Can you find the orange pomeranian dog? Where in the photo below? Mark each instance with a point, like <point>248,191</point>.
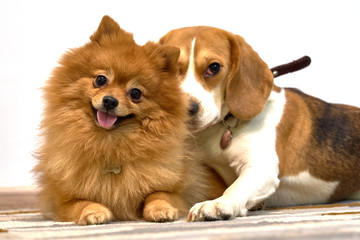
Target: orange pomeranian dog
<point>115,135</point>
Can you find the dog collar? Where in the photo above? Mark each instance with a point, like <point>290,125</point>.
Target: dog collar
<point>115,170</point>
<point>291,67</point>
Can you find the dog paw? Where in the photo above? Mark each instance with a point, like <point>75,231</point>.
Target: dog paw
<point>214,210</point>
<point>160,211</point>
<point>95,214</point>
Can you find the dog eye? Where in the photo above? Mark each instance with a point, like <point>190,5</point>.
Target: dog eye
<point>100,81</point>
<point>212,69</point>
<point>135,95</point>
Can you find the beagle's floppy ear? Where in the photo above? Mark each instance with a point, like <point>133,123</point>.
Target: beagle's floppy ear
<point>250,82</point>
<point>108,29</point>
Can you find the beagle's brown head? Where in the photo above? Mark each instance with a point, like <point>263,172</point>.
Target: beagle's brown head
<point>221,73</point>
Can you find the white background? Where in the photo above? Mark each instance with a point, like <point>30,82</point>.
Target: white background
<point>34,34</point>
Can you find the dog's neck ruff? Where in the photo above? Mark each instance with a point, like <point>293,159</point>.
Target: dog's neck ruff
<point>227,135</point>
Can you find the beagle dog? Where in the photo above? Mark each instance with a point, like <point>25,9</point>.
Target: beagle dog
<point>268,143</point>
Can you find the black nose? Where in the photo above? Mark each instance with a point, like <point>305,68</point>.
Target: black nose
<point>110,102</point>
<point>194,108</point>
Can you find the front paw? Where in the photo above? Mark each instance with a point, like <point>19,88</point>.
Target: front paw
<point>95,213</point>
<point>160,211</point>
<point>218,209</point>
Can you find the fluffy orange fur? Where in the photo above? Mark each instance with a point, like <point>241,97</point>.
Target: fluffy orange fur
<point>140,168</point>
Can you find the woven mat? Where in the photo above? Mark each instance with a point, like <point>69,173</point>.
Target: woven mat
<point>334,221</point>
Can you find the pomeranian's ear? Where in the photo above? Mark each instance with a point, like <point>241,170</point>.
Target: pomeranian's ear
<point>107,28</point>
<point>162,56</point>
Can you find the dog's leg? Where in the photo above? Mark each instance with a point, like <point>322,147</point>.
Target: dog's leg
<point>254,184</point>
<point>164,207</point>
<point>83,212</point>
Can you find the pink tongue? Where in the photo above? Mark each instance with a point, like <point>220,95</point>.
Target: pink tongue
<point>106,120</point>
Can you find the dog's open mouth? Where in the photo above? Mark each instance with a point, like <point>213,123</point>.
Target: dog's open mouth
<point>108,120</point>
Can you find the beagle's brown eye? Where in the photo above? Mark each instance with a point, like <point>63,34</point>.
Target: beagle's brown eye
<point>212,70</point>
<point>135,95</point>
<point>100,81</point>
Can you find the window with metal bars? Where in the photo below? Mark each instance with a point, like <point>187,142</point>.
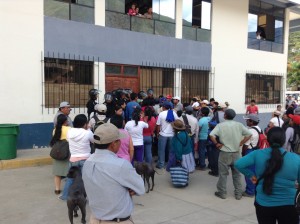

____________________

**Exercise description:**
Could you print all of the entries exactly, skipping the images?

**Completed task:**
Can you find the orange pomeranian dog? Where in the photo below? Mark each instance with a point, like <point>248,191</point>.
Target: orange pomeranian dog
<point>115,135</point>
Can you find the dog collar? Where in the photo above? Mark each instance with a point, like <point>290,125</point>.
Target: dog collar
<point>115,170</point>
<point>291,67</point>
Can you find the dog paw? Where in the photo above? Mark each instance with a point, like <point>75,231</point>.
Target: dog paw
<point>214,210</point>
<point>160,211</point>
<point>95,214</point>
Can you find the dog eye? Where in the photo above? Mark each instance with a point, like <point>190,5</point>.
Target: dog eye
<point>100,81</point>
<point>212,69</point>
<point>135,95</point>
Can you find the beagle's floppy ear? Where in the photo above? Mark each instance with a point, like <point>133,123</point>.
Target: beagle's floppy ear
<point>250,82</point>
<point>108,29</point>
Can you find the beagle's brown head? Where in the photo above? Mark each instance with a point, like <point>263,172</point>.
Target: beagle's brown head
<point>221,73</point>
Can you find the white background? Where in the photo above? Mark each instance with a point, like <point>30,82</point>.
Target: white background
<point>34,34</point>
Can you find the dog's neck ruff? Where in the photo above? Mark each instance with a point, like <point>293,159</point>.
Target: dog's neck ruff
<point>227,135</point>
Can you find the beagle dog? Where in the photo above? Mark each instance with a point, like <point>25,9</point>.
Target: beagle dog
<point>268,143</point>
Can you find the black nose? Where in the photo above? Mark each instance with a point, like <point>305,68</point>.
Target: black nose
<point>110,102</point>
<point>194,108</point>
Can you find the front paw? Where in the photo above? Mark each instance with a point, like <point>19,88</point>.
Target: front paw
<point>95,213</point>
<point>160,211</point>
<point>218,209</point>
Can you find the fluffy orange fur? Where in the photo above? Mark each instance with a point, like <point>241,97</point>.
Target: fluffy orange fur
<point>140,168</point>
Can you find the woven mat? Where in the photo above? Mark each instance with a point, like <point>69,173</point>.
Target: woven mat
<point>334,221</point>
Can you find the pomeranian's ear? Where in the photo above? Mark each instance with a point, like <point>241,170</point>.
Target: pomeranian's ear
<point>107,28</point>
<point>162,56</point>
Can you find the dog's leg? Where in the photo above? Mark each instance with a point, like <point>322,147</point>.
Target: dog's leg
<point>254,184</point>
<point>164,207</point>
<point>83,212</point>
Can you find the pink tongue? Where in the photo above? Mark each instance with a point, like <point>220,95</point>.
Target: pink tongue
<point>106,120</point>
Can you find the dog's open mouth? Where in the photo above? Mark each instance with a point, like <point>213,123</point>.
Target: dog's open mouth
<point>108,120</point>
Can you find the beagle's brown eye? Where in the photo above? Mark each instance with a point, like <point>63,34</point>.
Target: beagle's brown eye
<point>212,70</point>
<point>135,95</point>
<point>100,81</point>
Can you find the window with metal bars? Where in the photo below? Mark each instance with a point, like <point>187,142</point>.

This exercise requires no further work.